Work to be completed:
Which of the lines below contain the string "such"? Return each of those lines in full.

Given data:
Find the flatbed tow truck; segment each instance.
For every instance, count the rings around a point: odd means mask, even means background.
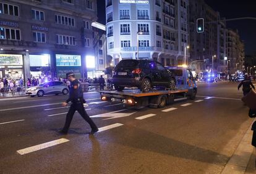
[[[153,89],[151,92],[143,93],[139,89],[100,91],[103,101],[123,103],[124,106],[140,108],[163,108],[173,104],[175,101],[190,98],[194,100],[197,92],[197,86],[191,72],[183,67],[169,66],[170,71],[176,74],[176,89]]]

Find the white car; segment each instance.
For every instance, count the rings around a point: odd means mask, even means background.
[[[27,89],[25,93],[31,97],[37,95],[43,97],[47,94],[58,95],[62,93],[66,95],[69,93],[67,85],[63,82],[52,81],[40,84],[37,86]]]

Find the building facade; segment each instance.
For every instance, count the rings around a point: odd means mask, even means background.
[[[244,44],[241,41],[238,31],[227,30],[227,52],[228,60],[228,73],[231,74],[244,71]]]
[[[87,76],[96,0],[0,0],[0,77]]]
[[[186,52],[189,58],[188,7],[187,0],[106,0],[108,55],[113,65],[130,58],[184,64]]]

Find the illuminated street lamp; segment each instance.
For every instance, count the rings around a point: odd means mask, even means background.
[[[137,32],[137,59],[139,59],[139,35],[142,34],[143,31],[139,31]]]

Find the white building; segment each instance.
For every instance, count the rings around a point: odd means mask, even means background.
[[[137,58],[138,45],[139,59],[184,64],[188,7],[188,0],[106,0],[108,55],[114,65]]]

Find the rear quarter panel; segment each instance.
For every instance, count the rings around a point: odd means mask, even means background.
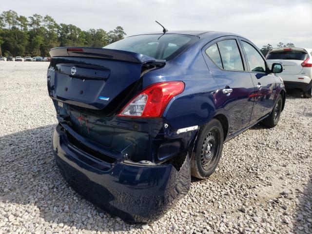
[[[201,49],[199,45],[192,46],[168,62],[163,68],[143,77],[144,87],[170,80],[184,82],[184,91],[171,100],[163,114],[165,121],[173,129],[202,125],[217,111],[215,96],[219,86],[207,67]]]

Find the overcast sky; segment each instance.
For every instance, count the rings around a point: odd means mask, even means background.
[[[170,30],[226,31],[258,47],[292,42],[312,47],[312,0],[0,0],[0,13],[52,16],[81,29],[123,27],[128,36]]]

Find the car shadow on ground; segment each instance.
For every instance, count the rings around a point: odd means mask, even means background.
[[[52,153],[55,126],[0,137],[0,201],[23,206],[29,214],[37,207],[39,217],[52,227],[55,224],[58,228],[60,224],[78,230],[111,232],[141,228],[141,225],[127,224],[95,207],[66,184]],[[27,211],[31,207],[33,211]]]

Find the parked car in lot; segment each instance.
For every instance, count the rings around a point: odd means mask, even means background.
[[[24,58],[21,58],[20,56],[17,56],[15,57],[15,61],[19,61],[22,62],[24,61]]]
[[[274,127],[285,105],[281,65],[235,34],[144,34],[50,54],[56,163],[78,193],[129,222],[161,216],[191,175],[214,171],[224,141]]]
[[[32,61],[32,59],[31,58],[31,57],[30,57],[29,56],[27,56],[25,58],[25,61],[30,61],[31,62]]]
[[[278,62],[283,65],[279,76],[286,88],[300,89],[305,97],[312,98],[312,49],[271,49],[266,59],[269,65]]]

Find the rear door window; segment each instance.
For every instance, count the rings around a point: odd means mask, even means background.
[[[272,51],[267,56],[267,59],[292,59],[302,60],[307,59],[308,54],[299,50],[278,50]]]
[[[220,57],[220,53],[216,43],[214,44],[207,48],[205,52],[215,65],[219,67],[219,68],[223,69],[222,62],[221,61],[221,57]]]
[[[244,71],[239,49],[234,39],[219,41],[208,48],[205,52],[221,69]]]
[[[221,59],[225,70],[243,71],[244,66],[236,40],[231,39],[217,43]]]
[[[250,71],[255,72],[265,72],[265,62],[257,50],[245,41],[242,41],[242,44],[247,57]]]

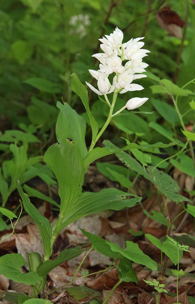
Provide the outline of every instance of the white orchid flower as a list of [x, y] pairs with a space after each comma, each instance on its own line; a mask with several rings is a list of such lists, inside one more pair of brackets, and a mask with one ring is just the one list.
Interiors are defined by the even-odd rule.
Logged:
[[139, 97], [134, 97], [128, 101], [125, 106], [128, 110], [134, 110], [134, 109], [140, 107], [147, 101], [148, 99], [145, 97], [140, 98]]
[[113, 92], [115, 88], [114, 85], [113, 84], [111, 86], [108, 77], [106, 77], [104, 79], [102, 75], [100, 73], [98, 79], [98, 86], [99, 90], [96, 89], [90, 83], [86, 82], [86, 84], [91, 90], [100, 96], [109, 94]]

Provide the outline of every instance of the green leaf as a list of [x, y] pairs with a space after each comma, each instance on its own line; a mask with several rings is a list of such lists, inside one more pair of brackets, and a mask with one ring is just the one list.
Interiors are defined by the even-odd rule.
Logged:
[[23, 40], [18, 40], [12, 43], [11, 49], [15, 58], [21, 65], [30, 59], [34, 51], [33, 46]]
[[30, 298], [26, 295], [19, 295], [18, 297], [18, 304], [23, 304], [24, 302]]
[[[101, 292], [100, 292], [99, 291], [97, 291], [96, 290], [94, 290], [90, 288], [88, 288], [86, 286], [78, 286], [75, 287], [72, 287], [69, 288], [68, 292], [72, 295], [74, 296], [74, 299], [76, 301], [79, 301], [82, 299], [84, 298], [88, 298], [90, 297], [90, 299], [91, 299], [93, 297], [98, 298], [98, 297], [101, 298], [102, 294]], [[100, 299], [100, 300], [101, 299]], [[97, 304], [99, 304], [99, 303], [95, 300], [94, 300], [92, 302], [95, 301], [95, 303], [94, 304], [96, 304], [97, 302]], [[102, 301], [101, 302], [101, 303]], [[90, 302], [90, 303], [92, 303]]]
[[43, 278], [33, 271], [22, 273], [20, 269], [26, 262], [20, 253], [10, 253], [0, 257], [0, 273], [8, 279], [17, 283], [35, 285]]
[[153, 94], [156, 94], [159, 93], [161, 94], [167, 94], [167, 92], [161, 85], [154, 85], [151, 86], [150, 88], [152, 90]]
[[126, 241], [126, 248], [123, 250], [118, 245], [107, 241], [107, 244], [113, 251], [119, 252], [125, 257], [135, 263], [144, 265], [152, 270], [157, 270], [157, 263], [144, 253], [139, 248], [137, 244], [129, 241]]
[[195, 171], [191, 157], [184, 153], [178, 155], [176, 159], [171, 159], [170, 162], [173, 166], [187, 175], [195, 177]]
[[[164, 252], [175, 265], [177, 265], [178, 259], [177, 249], [174, 245], [169, 242], [168, 239], [161, 244], [159, 240], [151, 234], [147, 233], [145, 234], [145, 236], [161, 251]], [[183, 252], [180, 249], [179, 249], [179, 260], [180, 260], [183, 256]]]
[[150, 156], [146, 153], [139, 151], [138, 149], [132, 149], [131, 152], [143, 166], [147, 166], [148, 164], [151, 163], [152, 161]]
[[82, 193], [84, 174], [80, 153], [75, 142], [66, 139], [62, 143], [49, 147], [43, 160], [58, 180], [61, 199], [60, 215], [64, 216], [69, 210], [74, 208], [73, 206]]
[[72, 79], [71, 83], [72, 90], [80, 98], [89, 116], [92, 130], [92, 142], [94, 142], [98, 132], [98, 125], [94, 117], [91, 113], [89, 105], [87, 91], [85, 86], [81, 82], [78, 76], [75, 73], [73, 73], [70, 76]]
[[33, 134], [25, 133], [19, 130], [6, 130], [3, 135], [0, 136], [0, 141], [17, 143], [20, 141], [26, 143], [41, 142], [41, 141]]
[[41, 192], [38, 191], [38, 190], [34, 189], [33, 188], [31, 188], [31, 187], [27, 185], [23, 185], [23, 187], [25, 191], [26, 191], [29, 197], [37, 197], [38, 199], [42, 199], [44, 201], [48, 202], [50, 204], [54, 205], [54, 206], [56, 206], [58, 208], [60, 208], [60, 205], [59, 204], [58, 204], [52, 199], [50, 197], [48, 197]]
[[178, 95], [179, 96], [186, 96], [189, 94], [194, 95], [194, 93], [191, 91], [185, 89], [182, 89], [167, 79], [162, 79], [161, 81], [170, 94]]
[[[163, 136], [165, 136], [165, 137], [168, 138], [169, 140], [171, 140], [172, 141], [175, 140], [176, 139], [174, 138], [173, 137], [173, 136], [175, 136], [175, 134], [173, 132], [170, 130], [167, 130], [161, 126], [159, 125], [158, 123], [154, 123], [153, 121], [151, 121], [150, 123], [149, 123], [149, 126], [151, 128], [152, 128], [152, 129], [153, 129], [155, 131], [157, 131], [160, 134], [161, 134], [161, 135], [163, 135]], [[179, 143], [181, 146], [183, 145], [183, 143], [179, 142]]]
[[92, 161], [98, 159], [103, 156], [115, 153], [116, 152], [124, 151], [126, 150], [129, 150], [135, 148], [145, 150], [151, 149], [153, 147], [167, 148], [168, 147], [177, 144], [179, 143], [176, 141], [171, 143], [168, 144], [163, 143], [157, 143], [153, 145], [143, 145], [139, 146], [134, 143], [130, 143], [123, 148], [119, 149], [114, 145], [112, 145], [109, 140], [104, 140], [103, 143], [106, 146], [106, 148], [95, 148], [90, 153], [89, 153], [83, 161], [84, 168], [87, 167]]
[[32, 216], [39, 230], [41, 237], [44, 257], [48, 258], [51, 254], [50, 238], [51, 236], [51, 226], [49, 220], [37, 211], [35, 207], [31, 204], [26, 193], [24, 193], [20, 186], [19, 181], [14, 178], [18, 190], [23, 200], [23, 206], [27, 212]]
[[195, 133], [189, 132], [189, 131], [184, 131], [183, 130], [182, 130], [181, 131], [185, 136], [187, 137], [190, 140], [195, 141]]
[[49, 300], [44, 299], [29, 299], [24, 302], [23, 304], [52, 304]]
[[55, 129], [58, 141], [59, 143], [62, 143], [66, 139], [71, 138], [76, 143], [83, 159], [87, 154], [85, 138], [86, 133], [85, 119], [67, 103], [62, 105], [58, 101], [57, 107], [60, 110]]
[[[126, 196], [129, 195], [135, 196], [135, 198], [126, 199]], [[142, 198], [134, 194], [114, 188], [103, 189], [96, 193], [85, 192], [80, 196], [75, 204], [66, 212], [62, 227], [64, 228], [78, 219], [92, 213], [109, 209], [120, 210], [126, 207], [132, 207], [141, 199]]]
[[0, 192], [2, 197], [2, 205], [5, 206], [9, 194], [8, 190], [8, 184], [4, 178], [0, 168]]
[[151, 98], [151, 101], [159, 114], [167, 121], [173, 125], [179, 122], [178, 114], [175, 109], [167, 102], [154, 98]]
[[42, 92], [48, 93], [59, 93], [61, 91], [57, 84], [51, 82], [44, 78], [32, 77], [29, 78], [23, 82], [24, 83], [32, 85]]
[[193, 99], [190, 101], [190, 105], [193, 110], [195, 110], [195, 101]]
[[154, 221], [156, 221], [165, 226], [167, 226], [167, 219], [161, 212], [158, 212], [155, 210], [152, 210], [153, 215], [151, 214], [147, 210], [144, 210], [143, 212], [145, 214], [146, 214], [151, 219]]
[[13, 217], [16, 217], [17, 218], [18, 217], [11, 211], [8, 210], [7, 209], [5, 209], [5, 208], [2, 208], [2, 207], [0, 207], [0, 212], [1, 212], [5, 216], [11, 219], [13, 219]]
[[32, 9], [34, 12], [35, 13], [38, 7], [41, 4], [43, 0], [27, 0], [29, 6]]
[[46, 261], [42, 265], [38, 266], [37, 271], [39, 275], [44, 277], [50, 271], [65, 261], [73, 259], [86, 251], [80, 250], [82, 246], [65, 249], [59, 254], [57, 257], [52, 261]]
[[115, 258], [119, 255], [118, 252], [115, 252], [111, 249], [108, 244], [108, 241], [106, 240], [102, 239], [95, 234], [85, 231], [84, 229], [81, 229], [81, 228], [80, 228], [79, 229], [83, 234], [88, 238], [91, 243], [92, 248], [98, 252], [109, 257]]
[[[108, 149], [110, 149], [111, 147], [112, 149], [114, 148], [116, 150], [117, 149], [115, 146], [108, 140], [105, 140], [104, 142]], [[168, 147], [168, 145], [167, 145], [167, 146]], [[147, 171], [133, 157], [124, 152], [120, 152], [121, 149], [119, 148], [118, 149], [119, 152], [115, 152], [116, 155], [121, 161], [125, 163], [127, 168], [143, 175], [156, 185], [158, 190], [164, 194], [166, 197], [177, 202], [183, 201], [189, 201], [188, 199], [177, 194], [177, 192], [179, 190], [179, 187], [176, 182], [171, 176], [156, 168], [152, 174], [154, 168], [153, 166], [148, 166]]]
[[160, 83], [161, 82], [161, 80], [160, 78], [151, 72], [149, 72], [148, 71], [147, 71], [147, 72], [144, 72], [144, 74], [150, 79], [152, 79], [153, 80], [155, 80], [155, 81], [157, 81], [158, 82]]
[[130, 261], [124, 257], [120, 261], [117, 267], [119, 278], [124, 282], [135, 282], [138, 284], [137, 277], [133, 268]]

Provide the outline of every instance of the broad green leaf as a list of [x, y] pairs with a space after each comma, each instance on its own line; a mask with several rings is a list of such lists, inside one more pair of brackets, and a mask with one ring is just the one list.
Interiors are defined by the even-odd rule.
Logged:
[[3, 135], [0, 136], [0, 141], [16, 143], [20, 141], [27, 143], [41, 142], [33, 134], [25, 133], [19, 130], [6, 130]]
[[34, 13], [41, 4], [43, 0], [27, 0], [29, 6], [32, 9]]
[[48, 197], [46, 195], [45, 195], [43, 193], [38, 191], [36, 189], [34, 189], [33, 188], [28, 186], [27, 185], [24, 185], [23, 186], [23, 187], [27, 193], [29, 197], [37, 197], [38, 199], [42, 199], [44, 201], [46, 201], [46, 202], [48, 202], [50, 204], [56, 206], [58, 208], [60, 208], [60, 205], [59, 204], [56, 203], [54, 199]]
[[[175, 265], [177, 265], [178, 259], [177, 249], [173, 245], [169, 242], [168, 239], [162, 244], [159, 240], [151, 234], [147, 233], [145, 234], [145, 236], [161, 251], [164, 252]], [[181, 249], [179, 249], [179, 260], [183, 256], [183, 252]]]
[[[90, 299], [91, 299], [93, 297], [95, 299], [98, 299], [99, 298], [100, 300], [101, 300], [102, 296], [101, 292], [97, 291], [96, 290], [94, 290], [85, 286], [81, 285], [69, 288], [68, 292], [72, 295], [73, 296], [74, 299], [76, 301], [79, 301], [85, 298], [88, 298], [90, 297]], [[99, 303], [98, 301], [94, 300], [90, 302], [90, 303], [94, 301], [95, 302], [94, 303], [94, 304], [96, 304], [96, 303], [97, 304], [99, 304]], [[101, 302], [101, 303], [102, 302], [102, 301]]]
[[[22, 302], [18, 302], [18, 299], [19, 297], [22, 296], [23, 297], [25, 297], [25, 301], [27, 299], [30, 298], [30, 297], [27, 295], [23, 292], [13, 292], [1, 290], [1, 289], [0, 289], [0, 292], [1, 292], [1, 301], [2, 301], [2, 299], [4, 299], [8, 303], [12, 303], [12, 304], [23, 304], [24, 301], [23, 301]], [[21, 298], [22, 299], [23, 298]]]
[[[129, 195], [133, 195], [135, 198], [126, 199], [126, 196]], [[64, 228], [78, 219], [92, 213], [109, 209], [121, 210], [126, 207], [132, 207], [141, 199], [142, 198], [134, 194], [114, 188], [103, 189], [95, 193], [85, 192], [80, 196], [76, 202], [66, 213], [62, 227]]]
[[190, 101], [190, 105], [192, 109], [195, 110], [195, 101], [193, 99]]
[[155, 210], [152, 210], [153, 214], [151, 214], [147, 210], [143, 210], [144, 213], [154, 221], [156, 221], [165, 226], [167, 226], [167, 221], [166, 217], [161, 212], [158, 212]]
[[98, 126], [94, 117], [92, 116], [89, 105], [88, 93], [85, 86], [80, 81], [78, 76], [75, 73], [70, 75], [72, 78], [71, 87], [73, 92], [80, 97], [85, 108], [90, 120], [92, 130], [92, 142], [94, 142], [98, 132]]
[[24, 302], [23, 304], [52, 304], [49, 300], [44, 299], [29, 299]]
[[50, 238], [51, 236], [51, 226], [49, 220], [37, 211], [35, 207], [31, 204], [26, 193], [24, 193], [20, 186], [19, 181], [14, 178], [15, 183], [23, 202], [23, 206], [27, 212], [32, 216], [39, 230], [41, 237], [44, 257], [48, 258], [51, 254]]
[[58, 84], [51, 82], [44, 78], [32, 77], [29, 78], [23, 82], [24, 83], [32, 85], [42, 92], [48, 93], [59, 93], [61, 92]]
[[[108, 143], [108, 145], [107, 143]], [[98, 159], [98, 158], [103, 156], [105, 156], [110, 154], [115, 153], [116, 152], [119, 152], [120, 151], [124, 151], [126, 150], [129, 150], [131, 149], [136, 148], [140, 150], [145, 150], [149, 149], [151, 149], [153, 147], [167, 148], [176, 144], [177, 144], [179, 143], [175, 141], [171, 143], [168, 144], [163, 143], [157, 143], [153, 145], [144, 145], [139, 146], [136, 143], [132, 143], [127, 146], [125, 146], [123, 148], [119, 149], [115, 146], [114, 145], [110, 144], [111, 144], [109, 140], [104, 140], [103, 142], [106, 146], [106, 148], [95, 148], [89, 153], [87, 157], [83, 161], [83, 167], [84, 168], [87, 167], [92, 161]]]
[[179, 122], [178, 114], [175, 108], [167, 102], [154, 98], [151, 98], [151, 101], [159, 114], [167, 121], [174, 125]]
[[170, 162], [173, 166], [187, 175], [195, 177], [195, 170], [192, 159], [191, 157], [184, 153], [178, 156], [176, 159], [170, 160]]
[[84, 182], [83, 160], [75, 142], [66, 139], [60, 144], [55, 143], [48, 149], [44, 161], [54, 173], [58, 182], [61, 199], [60, 215], [65, 216], [74, 208], [82, 193]]
[[0, 192], [2, 197], [2, 205], [5, 206], [9, 195], [8, 185], [3, 177], [0, 168]]
[[138, 284], [138, 281], [132, 263], [128, 259], [123, 257], [117, 267], [119, 278], [124, 282], [135, 282]]
[[179, 96], [186, 96], [189, 94], [194, 95], [194, 93], [191, 91], [182, 89], [167, 79], [162, 79], [161, 82], [170, 94], [178, 95]]
[[[80, 228], [80, 230], [87, 237], [88, 237], [92, 245], [92, 247], [98, 252], [106, 255], [109, 257], [115, 258], [118, 257], [120, 254], [118, 252], [114, 252], [111, 250], [108, 244], [108, 241], [104, 240], [100, 237], [93, 234], [88, 231], [85, 231], [84, 229]], [[111, 243], [111, 242], [110, 242]]]
[[[104, 143], [106, 147], [108, 149], [110, 149], [111, 147], [112, 149], [117, 148], [115, 146], [108, 140], [105, 140]], [[168, 147], [168, 145], [167, 146]], [[143, 175], [145, 178], [150, 181], [156, 185], [158, 190], [165, 194], [167, 197], [176, 202], [183, 201], [189, 201], [188, 199], [177, 194], [177, 192], [179, 190], [179, 187], [176, 182], [174, 181], [171, 176], [156, 168], [154, 170], [152, 174], [153, 166], [148, 166], [147, 171], [144, 170], [134, 158], [127, 153], [120, 152], [121, 149], [118, 149], [119, 152], [115, 153], [116, 155], [122, 162], [125, 163], [128, 168]]]
[[0, 257], [0, 273], [17, 283], [35, 285], [43, 278], [33, 271], [22, 273], [20, 270], [26, 262], [20, 253], [10, 253]]
[[63, 250], [54, 260], [52, 261], [46, 261], [42, 265], [38, 266], [37, 270], [37, 273], [39, 275], [44, 277], [64, 262], [80, 255], [82, 252], [86, 251], [86, 249], [81, 250], [81, 247], [69, 248]]
[[189, 131], [184, 131], [183, 130], [182, 130], [181, 131], [185, 136], [186, 136], [186, 137], [187, 137], [190, 140], [195, 141], [195, 133], [189, 132]]
[[58, 141], [62, 143], [66, 138], [71, 138], [76, 143], [82, 158], [84, 158], [87, 154], [85, 140], [85, 119], [67, 103], [62, 105], [58, 101], [57, 107], [60, 110], [55, 129]]
[[30, 58], [34, 51], [33, 46], [23, 40], [14, 42], [11, 45], [11, 49], [15, 58], [21, 65]]
[[9, 219], [13, 219], [13, 217], [16, 217], [17, 218], [18, 217], [11, 211], [8, 210], [7, 209], [5, 209], [5, 208], [0, 207], [0, 212], [1, 212], [3, 214], [4, 214]]
[[123, 250], [118, 245], [111, 242], [107, 242], [111, 250], [120, 253], [125, 257], [138, 264], [144, 265], [152, 270], [156, 270], [157, 263], [145, 254], [139, 247], [137, 244], [129, 241], [126, 241], [126, 246]]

Reply to the exercise:
Provide the outline of every instance of the white orchid flower as a list of [x, y] pairs with a space after each comma, each instance on its own line; a mask with several rings is a list of such lists, inside one more pair of brackets, and a mask with one ring is just the one list.
Provide the outline of every instance of the green leaf as a list of [x, y] pairs with a space after each comma, each instance on its own line; a mask with several rings is a list of such lists, inside one more pair of brackets, and a mask with one ring is just the one list.
Provide the outline of every instance of the broad green leaf as a list of [x, y] pairs with a space after each comma, each instance on its own line; a mask with several rings is a list of such lists, inside one more pair of brackets, and a mask with one ring is just the one list.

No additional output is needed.